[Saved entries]
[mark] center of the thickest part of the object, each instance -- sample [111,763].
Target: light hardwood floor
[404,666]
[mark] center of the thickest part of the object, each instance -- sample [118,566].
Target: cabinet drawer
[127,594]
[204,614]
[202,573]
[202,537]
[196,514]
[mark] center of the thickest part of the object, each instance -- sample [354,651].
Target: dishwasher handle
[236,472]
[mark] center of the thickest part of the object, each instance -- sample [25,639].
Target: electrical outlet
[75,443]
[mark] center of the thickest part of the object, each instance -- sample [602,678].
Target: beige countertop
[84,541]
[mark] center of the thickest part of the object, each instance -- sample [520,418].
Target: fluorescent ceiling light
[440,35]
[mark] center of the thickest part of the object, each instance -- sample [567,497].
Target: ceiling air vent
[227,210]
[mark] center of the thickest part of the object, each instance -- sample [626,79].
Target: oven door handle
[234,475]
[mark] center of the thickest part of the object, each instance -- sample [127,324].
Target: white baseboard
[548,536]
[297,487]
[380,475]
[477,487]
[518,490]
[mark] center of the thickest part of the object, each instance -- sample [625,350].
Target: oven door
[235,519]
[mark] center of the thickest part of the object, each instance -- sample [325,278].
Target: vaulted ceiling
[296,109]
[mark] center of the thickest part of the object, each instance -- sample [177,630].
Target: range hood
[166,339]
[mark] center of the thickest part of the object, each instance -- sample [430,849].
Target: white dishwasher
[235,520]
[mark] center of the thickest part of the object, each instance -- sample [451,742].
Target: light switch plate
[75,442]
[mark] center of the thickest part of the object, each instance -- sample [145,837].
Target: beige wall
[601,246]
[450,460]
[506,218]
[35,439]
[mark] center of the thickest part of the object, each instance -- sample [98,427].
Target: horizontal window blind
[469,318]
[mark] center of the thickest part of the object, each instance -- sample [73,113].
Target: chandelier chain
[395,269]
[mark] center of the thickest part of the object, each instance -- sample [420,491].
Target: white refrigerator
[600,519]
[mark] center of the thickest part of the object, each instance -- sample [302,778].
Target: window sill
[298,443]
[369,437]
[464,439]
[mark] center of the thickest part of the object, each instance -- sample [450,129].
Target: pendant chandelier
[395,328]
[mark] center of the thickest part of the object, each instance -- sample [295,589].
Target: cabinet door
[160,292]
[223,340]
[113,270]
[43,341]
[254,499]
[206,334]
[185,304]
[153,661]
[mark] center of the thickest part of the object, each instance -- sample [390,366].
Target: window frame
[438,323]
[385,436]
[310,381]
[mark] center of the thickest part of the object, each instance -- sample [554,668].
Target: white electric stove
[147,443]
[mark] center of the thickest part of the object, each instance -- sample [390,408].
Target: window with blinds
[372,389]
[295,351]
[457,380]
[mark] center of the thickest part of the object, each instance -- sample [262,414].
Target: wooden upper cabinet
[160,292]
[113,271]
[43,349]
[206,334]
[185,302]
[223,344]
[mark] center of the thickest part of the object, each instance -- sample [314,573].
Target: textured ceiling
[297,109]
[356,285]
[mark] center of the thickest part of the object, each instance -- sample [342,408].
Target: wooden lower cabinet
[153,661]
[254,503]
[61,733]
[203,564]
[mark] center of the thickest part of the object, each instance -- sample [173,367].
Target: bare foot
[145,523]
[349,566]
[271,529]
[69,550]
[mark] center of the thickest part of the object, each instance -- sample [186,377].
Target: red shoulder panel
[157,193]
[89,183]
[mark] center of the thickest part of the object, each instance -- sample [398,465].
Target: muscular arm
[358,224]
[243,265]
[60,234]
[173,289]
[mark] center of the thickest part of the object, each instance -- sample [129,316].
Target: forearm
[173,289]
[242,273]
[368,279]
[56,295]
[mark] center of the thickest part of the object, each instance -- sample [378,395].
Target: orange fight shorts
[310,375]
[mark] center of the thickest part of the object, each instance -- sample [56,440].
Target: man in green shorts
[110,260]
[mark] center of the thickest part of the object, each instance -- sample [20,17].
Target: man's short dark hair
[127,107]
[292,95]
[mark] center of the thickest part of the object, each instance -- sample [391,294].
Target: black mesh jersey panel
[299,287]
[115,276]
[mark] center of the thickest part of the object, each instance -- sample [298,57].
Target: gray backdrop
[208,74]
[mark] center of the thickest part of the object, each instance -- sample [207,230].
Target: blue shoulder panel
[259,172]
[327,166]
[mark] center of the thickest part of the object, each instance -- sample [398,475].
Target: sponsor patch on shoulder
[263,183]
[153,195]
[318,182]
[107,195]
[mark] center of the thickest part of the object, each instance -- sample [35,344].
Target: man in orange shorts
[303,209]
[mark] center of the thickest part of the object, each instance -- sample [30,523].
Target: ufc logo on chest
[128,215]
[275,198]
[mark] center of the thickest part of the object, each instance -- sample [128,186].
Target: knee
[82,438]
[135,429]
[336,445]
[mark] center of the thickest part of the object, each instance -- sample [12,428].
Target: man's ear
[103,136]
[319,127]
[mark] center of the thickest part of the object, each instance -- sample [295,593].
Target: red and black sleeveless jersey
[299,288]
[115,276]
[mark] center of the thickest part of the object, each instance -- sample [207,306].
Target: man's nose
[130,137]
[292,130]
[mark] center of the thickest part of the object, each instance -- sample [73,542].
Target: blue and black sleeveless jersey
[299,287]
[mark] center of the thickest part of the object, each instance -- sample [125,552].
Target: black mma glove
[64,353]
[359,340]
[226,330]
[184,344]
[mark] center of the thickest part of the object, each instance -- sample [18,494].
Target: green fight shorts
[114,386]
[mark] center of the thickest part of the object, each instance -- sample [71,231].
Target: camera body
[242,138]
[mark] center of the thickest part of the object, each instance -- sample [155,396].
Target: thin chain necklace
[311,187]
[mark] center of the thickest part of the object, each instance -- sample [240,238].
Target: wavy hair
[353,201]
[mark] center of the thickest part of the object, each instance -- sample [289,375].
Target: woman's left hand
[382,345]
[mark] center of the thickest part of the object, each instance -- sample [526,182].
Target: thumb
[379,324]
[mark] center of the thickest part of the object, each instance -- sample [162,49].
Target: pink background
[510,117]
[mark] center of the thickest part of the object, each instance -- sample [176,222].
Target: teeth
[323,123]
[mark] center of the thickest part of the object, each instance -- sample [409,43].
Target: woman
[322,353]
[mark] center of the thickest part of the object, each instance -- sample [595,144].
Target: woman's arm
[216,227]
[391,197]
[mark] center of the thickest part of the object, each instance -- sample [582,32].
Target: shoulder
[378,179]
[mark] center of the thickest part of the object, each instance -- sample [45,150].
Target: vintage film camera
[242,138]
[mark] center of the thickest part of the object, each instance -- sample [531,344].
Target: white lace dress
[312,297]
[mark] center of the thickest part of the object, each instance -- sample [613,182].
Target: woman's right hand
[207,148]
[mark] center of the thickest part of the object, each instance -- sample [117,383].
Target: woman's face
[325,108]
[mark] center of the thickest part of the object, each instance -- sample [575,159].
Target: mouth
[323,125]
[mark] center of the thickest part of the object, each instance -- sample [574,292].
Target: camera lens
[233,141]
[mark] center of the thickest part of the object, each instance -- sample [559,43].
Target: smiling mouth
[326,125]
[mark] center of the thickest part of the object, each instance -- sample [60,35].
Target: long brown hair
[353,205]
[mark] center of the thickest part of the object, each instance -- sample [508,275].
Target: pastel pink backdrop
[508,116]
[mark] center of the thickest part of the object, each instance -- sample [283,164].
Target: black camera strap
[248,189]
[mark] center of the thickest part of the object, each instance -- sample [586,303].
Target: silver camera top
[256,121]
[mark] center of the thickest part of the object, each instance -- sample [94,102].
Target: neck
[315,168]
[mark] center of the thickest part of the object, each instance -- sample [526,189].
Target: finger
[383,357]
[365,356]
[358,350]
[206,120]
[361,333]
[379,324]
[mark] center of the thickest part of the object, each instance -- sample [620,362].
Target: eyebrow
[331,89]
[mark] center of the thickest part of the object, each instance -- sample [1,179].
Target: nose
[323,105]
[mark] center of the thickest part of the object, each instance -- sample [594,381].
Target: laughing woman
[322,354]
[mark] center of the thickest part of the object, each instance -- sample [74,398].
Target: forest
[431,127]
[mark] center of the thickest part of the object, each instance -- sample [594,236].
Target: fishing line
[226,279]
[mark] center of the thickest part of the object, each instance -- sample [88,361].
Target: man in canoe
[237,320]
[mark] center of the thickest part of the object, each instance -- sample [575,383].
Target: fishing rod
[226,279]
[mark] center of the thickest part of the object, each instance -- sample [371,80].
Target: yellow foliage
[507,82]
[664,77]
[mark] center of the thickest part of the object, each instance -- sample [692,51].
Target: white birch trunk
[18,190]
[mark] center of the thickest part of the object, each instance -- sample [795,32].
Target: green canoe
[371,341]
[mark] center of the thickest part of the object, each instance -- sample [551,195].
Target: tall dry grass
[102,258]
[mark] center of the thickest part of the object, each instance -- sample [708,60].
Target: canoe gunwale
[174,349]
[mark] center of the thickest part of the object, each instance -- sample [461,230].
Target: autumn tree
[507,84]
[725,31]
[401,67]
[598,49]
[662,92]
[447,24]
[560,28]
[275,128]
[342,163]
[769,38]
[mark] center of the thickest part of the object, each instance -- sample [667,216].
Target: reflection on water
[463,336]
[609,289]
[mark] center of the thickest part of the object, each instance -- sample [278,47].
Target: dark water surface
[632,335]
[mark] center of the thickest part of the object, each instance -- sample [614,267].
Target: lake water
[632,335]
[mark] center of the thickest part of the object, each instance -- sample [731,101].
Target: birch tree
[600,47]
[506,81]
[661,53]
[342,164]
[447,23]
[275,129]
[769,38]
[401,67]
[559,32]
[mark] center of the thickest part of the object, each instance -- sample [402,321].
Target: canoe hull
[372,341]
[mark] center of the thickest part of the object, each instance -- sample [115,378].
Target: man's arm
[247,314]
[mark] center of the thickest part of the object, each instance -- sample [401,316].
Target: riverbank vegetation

• [TO DO]:
Once you reach the line with "Target: man in canoe" in the data above, copy it and every line after it exactly, up to and including the line with "-- sample [731,101].".

• [YOUR RESPONSE]:
Target: man in canoe
[237,320]
[mark] center of the thickest part of the object, each instance -- sample [575,383].
Target: fishing rod
[226,279]
[mark] center of the thickest part of the object, each instance -- sample [371,80].
Target: yellow foliage
[507,82]
[664,77]
[mark] center of the thickest part of the object, each instance -- sample [692,51].
Target: white birch trunk
[18,190]
[mark] center of the thickest part of the object, each instance -- sample [795,32].
Target: green canoe
[371,341]
[mark] center of the thickest part of the object, each instance -- sample [551,195].
Target: tall dry grass
[102,258]
[mark] center of the thickest part of the object, each instance -- sample [708,60].
Target: canoe gunwale
[174,349]
[mark] center of the thickest part of the object, each instance -- sample [461,230].
Target: autumn tree
[507,84]
[725,31]
[401,67]
[598,49]
[662,92]
[447,24]
[560,28]
[275,128]
[342,163]
[769,38]
[mark] center of the thickest part of the object, each instance -- sample [667,216].
Target: reflection on water
[463,336]
[609,289]
[mark] center of the thickest part of the object, each instance -- sample [278,47].
Target: dark water surface
[632,335]
[mark] center of the thickest part of the object, each instance -- sample [614,267].
Target: lake water
[632,335]
[mark] center of the thickest part of the object, each instance -- sample [731,101].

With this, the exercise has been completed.